INPUT FOR THIS TASK: Begin
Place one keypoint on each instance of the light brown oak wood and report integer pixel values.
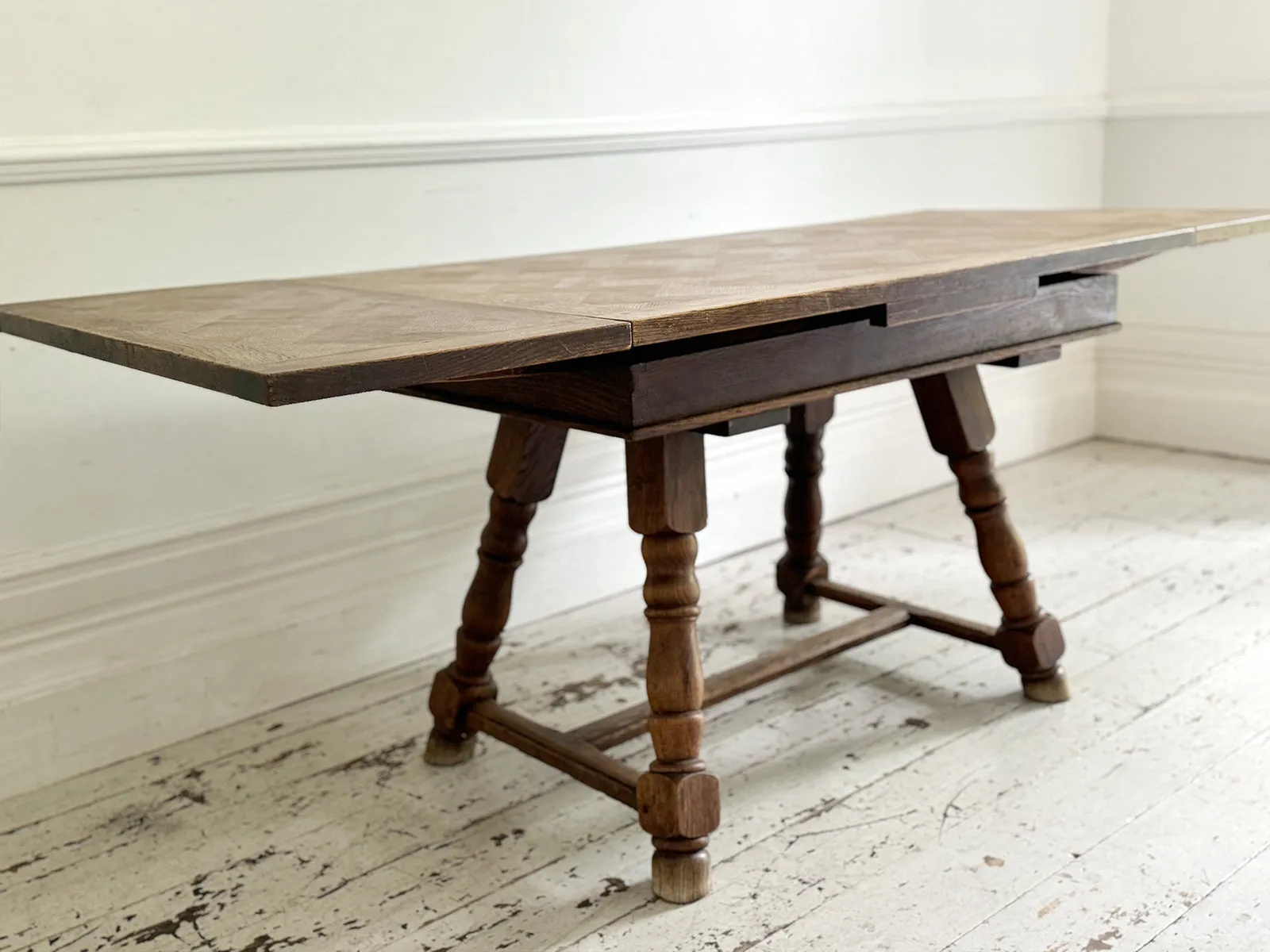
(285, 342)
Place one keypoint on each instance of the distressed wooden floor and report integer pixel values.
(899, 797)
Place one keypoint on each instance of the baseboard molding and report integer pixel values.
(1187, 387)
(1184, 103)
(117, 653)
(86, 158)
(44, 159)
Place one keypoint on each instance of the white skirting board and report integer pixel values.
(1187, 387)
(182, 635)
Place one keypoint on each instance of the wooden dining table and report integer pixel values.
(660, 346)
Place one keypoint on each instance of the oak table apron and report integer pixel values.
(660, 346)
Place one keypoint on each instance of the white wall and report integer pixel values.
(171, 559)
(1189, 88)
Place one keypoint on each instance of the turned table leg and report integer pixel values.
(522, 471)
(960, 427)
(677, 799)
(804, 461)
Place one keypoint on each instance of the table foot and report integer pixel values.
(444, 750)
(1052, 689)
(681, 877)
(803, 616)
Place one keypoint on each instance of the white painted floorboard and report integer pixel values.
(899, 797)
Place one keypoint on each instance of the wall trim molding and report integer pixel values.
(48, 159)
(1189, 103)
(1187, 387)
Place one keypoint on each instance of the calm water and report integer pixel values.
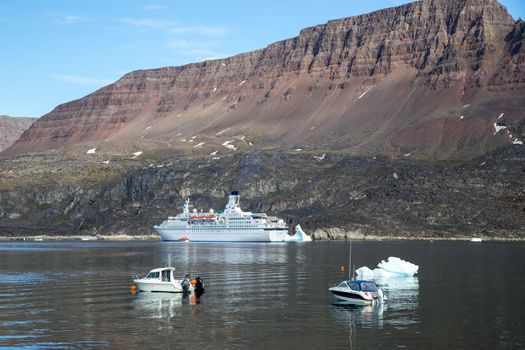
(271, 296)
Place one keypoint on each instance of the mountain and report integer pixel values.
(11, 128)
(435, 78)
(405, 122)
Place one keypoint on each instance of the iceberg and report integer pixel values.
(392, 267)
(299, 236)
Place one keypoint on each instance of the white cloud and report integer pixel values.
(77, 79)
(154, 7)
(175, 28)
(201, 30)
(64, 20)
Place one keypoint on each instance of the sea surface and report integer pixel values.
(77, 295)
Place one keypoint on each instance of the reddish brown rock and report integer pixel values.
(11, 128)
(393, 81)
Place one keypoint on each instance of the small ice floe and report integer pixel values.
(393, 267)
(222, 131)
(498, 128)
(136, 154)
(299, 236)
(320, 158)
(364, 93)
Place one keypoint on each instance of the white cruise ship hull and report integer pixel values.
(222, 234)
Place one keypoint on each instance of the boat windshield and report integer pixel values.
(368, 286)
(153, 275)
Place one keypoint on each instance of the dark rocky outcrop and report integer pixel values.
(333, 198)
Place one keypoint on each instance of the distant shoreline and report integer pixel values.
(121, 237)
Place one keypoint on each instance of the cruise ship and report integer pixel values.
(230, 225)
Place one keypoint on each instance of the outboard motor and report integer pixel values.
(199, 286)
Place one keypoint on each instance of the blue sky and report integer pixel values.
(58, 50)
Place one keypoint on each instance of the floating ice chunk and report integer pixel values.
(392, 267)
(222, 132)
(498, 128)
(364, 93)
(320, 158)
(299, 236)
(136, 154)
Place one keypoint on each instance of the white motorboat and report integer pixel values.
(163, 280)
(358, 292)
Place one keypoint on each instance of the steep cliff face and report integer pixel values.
INPUT FOR THIS TASK: End
ABOUT THIS TASK - Your reply should be the entries above, repeated exactly and free of pictures.

ANSWER TO THE PROBLEM -
Place one keypoint on each instance of the light brown oak wood and report integer pixel values.
(285, 342)
Place one keypoint on each instance of the distressed wooden floor and report integer pixel values.
(899, 797)
Place one keypoint on each instance of the baseboard molding and report integer pixel values.
(1187, 387)
(1184, 103)
(117, 653)
(86, 158)
(44, 159)
Place one keypoint on each instance of the white skirting board and report integer pixel values.
(1187, 387)
(182, 635)
Place one keypoint on each instance of the wooden dining table and report integer pixel values.
(660, 346)
Place one keypoint on each instance of the oak table apron and report integer pixel values.
(660, 346)
Place one keypoint on each instance of the white wall and report integer pixel values.
(171, 559)
(1189, 88)
Place one keypoint on each instance of the turned table leg and report integer pixel values.
(522, 471)
(960, 427)
(677, 799)
(804, 461)
Place one keypoint on each instance of the table foot and report integer pixel values.
(444, 750)
(1052, 689)
(681, 877)
(803, 616)
Place one keypoint on each instance of the white painted floorboard and report integer pixel values.
(899, 797)
Place one keypoint on each instance of the wall trim molding and report integer pixel values.
(48, 159)
(1189, 103)
(1187, 387)
Place one keypoint on each instance of the calm water and report integer pixel values.
(271, 296)
Place one keypoint on each instance of the mountain and report integer pixel values.
(11, 128)
(435, 78)
(405, 122)
Place one keypoint on each instance of the iceberg and report integer pixel values.
(392, 267)
(299, 236)
Place one keypoint on each instance of the white cloud and report integer pixel values.
(77, 79)
(154, 7)
(175, 28)
(201, 30)
(64, 20)
Place one keypoint on each instance of the sea surface and report integer pixel values.
(77, 295)
Place one keypoint on each instance of the reddish brown rock and report integer pixel values.
(11, 128)
(393, 81)
Place one keypoint on each instance of the small ice floe and report integer pixel values.
(393, 267)
(222, 131)
(498, 128)
(136, 154)
(299, 236)
(320, 158)
(364, 93)
Place one keypoint on each instance of the white cruise ship hull and report integer pixel values.
(222, 234)
Place one keypoint on each instance of the boat windshield and report integer pixel values.
(368, 286)
(153, 275)
Place one keypoint on each instance of the dark rocky outcrop and report integer pixel values.
(333, 198)
Place one keypoint on each instance of the distant shoreline and report integer pixel values.
(121, 237)
Place one keypoint on each instance of the cruise ship and report integer pixel values.
(230, 225)
Place one keypoint on each instance of the outboard motor and report integer pixel values.
(199, 286)
Place one keypoint on each instance of the blue sky and report integer pixel values.
(58, 50)
Place one keypoint on each instance of the floating ice chunk and report integer pixel values.
(392, 267)
(222, 132)
(498, 128)
(364, 93)
(320, 158)
(299, 236)
(136, 154)
Place one keypoint on each instance of the white motorboat and report integer pixel values.
(163, 280)
(358, 292)
Place one keypoint on each instance of the steep cliff face and report integer pixel values.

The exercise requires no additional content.